Biopsy frozen in seconds in the operating room
For rapid freezing of a biopsy sample taken from a patient, the standard procedure uses liquid nitrogen. However, this is not allowed inside the operating room. The consequence is a laborious procedure causing unnecessary delay. Researchers of the University of Twente developed a 'snap freezing' apparatus that cools a vial even faster than in liquid nitrogen, and is safe for use inside the operating room. Another advantage is that the speed of cooling is adjustable. The new device is presented in Nature's Scientific Reports. The Dutch VUmc hospital is already running experiments using the new device.
For personalized cancer treatments, molecular medicine is promising. For many laboratory tests, a tissue sample for biopsy is kept at room temperature from the clinic to the lab. But for protein analysis, proteomics, the tissue has to be frozen instantly. This is also called "snap freezing," and is made possible by immersing a vial containing the tissue in a bath of liquid nitrogen, cooling it down to minus 196 degrees Celsius.

[Items from a data source]
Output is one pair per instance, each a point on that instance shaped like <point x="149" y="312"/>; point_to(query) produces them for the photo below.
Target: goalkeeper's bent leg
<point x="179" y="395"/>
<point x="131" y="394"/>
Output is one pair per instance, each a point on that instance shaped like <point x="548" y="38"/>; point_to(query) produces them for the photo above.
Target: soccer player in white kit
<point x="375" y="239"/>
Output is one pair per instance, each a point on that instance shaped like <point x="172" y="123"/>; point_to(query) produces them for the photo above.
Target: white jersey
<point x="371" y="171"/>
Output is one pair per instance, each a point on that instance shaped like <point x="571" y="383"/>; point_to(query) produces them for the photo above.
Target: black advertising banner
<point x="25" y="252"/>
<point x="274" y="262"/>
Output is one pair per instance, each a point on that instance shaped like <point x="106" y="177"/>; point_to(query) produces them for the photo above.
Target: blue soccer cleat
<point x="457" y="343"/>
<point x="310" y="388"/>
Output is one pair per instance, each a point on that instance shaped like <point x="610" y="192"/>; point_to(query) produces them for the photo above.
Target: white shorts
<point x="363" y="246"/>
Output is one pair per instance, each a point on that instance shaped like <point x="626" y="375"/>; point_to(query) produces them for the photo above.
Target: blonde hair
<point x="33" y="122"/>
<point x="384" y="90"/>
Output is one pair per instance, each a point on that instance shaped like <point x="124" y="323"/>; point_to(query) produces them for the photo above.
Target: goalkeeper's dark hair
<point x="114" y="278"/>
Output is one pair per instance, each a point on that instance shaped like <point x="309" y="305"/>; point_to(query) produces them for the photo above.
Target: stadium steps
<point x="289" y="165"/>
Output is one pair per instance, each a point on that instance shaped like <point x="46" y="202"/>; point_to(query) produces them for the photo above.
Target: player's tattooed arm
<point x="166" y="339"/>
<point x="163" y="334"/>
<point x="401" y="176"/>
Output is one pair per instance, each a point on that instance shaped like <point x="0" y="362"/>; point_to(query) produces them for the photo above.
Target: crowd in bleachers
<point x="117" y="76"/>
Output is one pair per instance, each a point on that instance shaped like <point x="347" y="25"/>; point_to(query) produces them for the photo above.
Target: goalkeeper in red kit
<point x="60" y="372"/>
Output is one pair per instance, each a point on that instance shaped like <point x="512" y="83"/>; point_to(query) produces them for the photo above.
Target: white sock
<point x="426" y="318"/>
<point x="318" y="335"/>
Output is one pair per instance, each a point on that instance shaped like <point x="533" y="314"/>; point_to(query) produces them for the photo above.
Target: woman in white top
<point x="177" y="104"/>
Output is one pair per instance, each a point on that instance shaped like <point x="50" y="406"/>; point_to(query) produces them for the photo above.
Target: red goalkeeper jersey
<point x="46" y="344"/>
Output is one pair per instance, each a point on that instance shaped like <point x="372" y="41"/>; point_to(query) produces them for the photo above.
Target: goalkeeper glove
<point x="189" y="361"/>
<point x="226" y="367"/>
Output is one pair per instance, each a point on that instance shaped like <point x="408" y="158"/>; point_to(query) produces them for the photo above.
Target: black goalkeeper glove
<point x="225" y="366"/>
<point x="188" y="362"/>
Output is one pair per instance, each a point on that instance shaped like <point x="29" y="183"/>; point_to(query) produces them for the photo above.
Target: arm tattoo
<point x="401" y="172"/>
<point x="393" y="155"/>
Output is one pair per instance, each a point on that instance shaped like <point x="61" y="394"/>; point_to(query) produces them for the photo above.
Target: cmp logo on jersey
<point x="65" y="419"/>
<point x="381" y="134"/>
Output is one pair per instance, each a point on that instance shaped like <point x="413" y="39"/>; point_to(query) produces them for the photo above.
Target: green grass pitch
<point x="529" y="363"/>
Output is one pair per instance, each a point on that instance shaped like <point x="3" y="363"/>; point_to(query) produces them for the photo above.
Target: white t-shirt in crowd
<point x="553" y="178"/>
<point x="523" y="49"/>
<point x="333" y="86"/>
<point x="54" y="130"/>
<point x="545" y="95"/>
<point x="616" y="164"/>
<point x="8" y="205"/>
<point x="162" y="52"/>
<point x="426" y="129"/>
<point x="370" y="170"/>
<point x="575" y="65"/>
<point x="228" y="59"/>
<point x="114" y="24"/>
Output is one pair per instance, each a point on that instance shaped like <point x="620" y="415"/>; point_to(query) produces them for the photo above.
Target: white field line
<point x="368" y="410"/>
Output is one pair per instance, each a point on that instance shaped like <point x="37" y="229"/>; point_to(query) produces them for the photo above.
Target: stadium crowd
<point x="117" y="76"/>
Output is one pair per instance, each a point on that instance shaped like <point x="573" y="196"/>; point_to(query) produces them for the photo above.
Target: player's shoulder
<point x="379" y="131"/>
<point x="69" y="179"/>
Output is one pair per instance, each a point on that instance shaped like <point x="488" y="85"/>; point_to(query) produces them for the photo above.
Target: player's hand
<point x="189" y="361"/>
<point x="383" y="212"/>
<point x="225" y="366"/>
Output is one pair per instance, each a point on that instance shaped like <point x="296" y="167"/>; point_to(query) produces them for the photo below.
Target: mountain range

[Questions]
(A) Translate this sentence from the biopsy freezing article into German: "Another advantage is that the speed of cooling is adjustable."
(B) Pick up the biopsy freezing article right after its last sentence and keep writing.

[Answer list]
(A) Ein weiterer Vorteil ist, dass die Abkühlgeschwindigkeit einstellbar ist.

(B)
To avoid risks for the patient and medical staff, this procedure cannot be done inside the operation theatre. In practice, a clinician wearing protecting clothing waits directly outside with a liquid nitrogen container. There is still a delay in moving the sample outside, which may influence the lab results. The new snap freezer developed by UT scientist can be connected to the mains and does not present any risk of physical contact or breathing harmful cooling gas or liquid. The freezer does not require special gloves or protective clothing. The apparatus freezes vials even faster than liquid nitrogen, and is more flexible, as the cooling speed can be adjusted.
Although so-called cryocoolers are available on the market, the challenge is keeping it compact. Coolers of a cubic meter in size with the right specifications are expensive. Thanks to its smart design, the new cooler is substantially less expensive.
This very compact cryocooler has a buffer made of copper for retaining low temperatures and a closed helium gas system that works as a heat exchanger. There is a gap between the TESU and the vial with the biopsy for contact gas flow. Next to the direct cooling effect, the researchers expected to see cooling by the movement of the gas, similar to the wind chill factor, which makes the air seem colder than the actual temperature. However, this effect was not observed in this case. Apart from developing the new device, the research also provides new physical insights in gas flows.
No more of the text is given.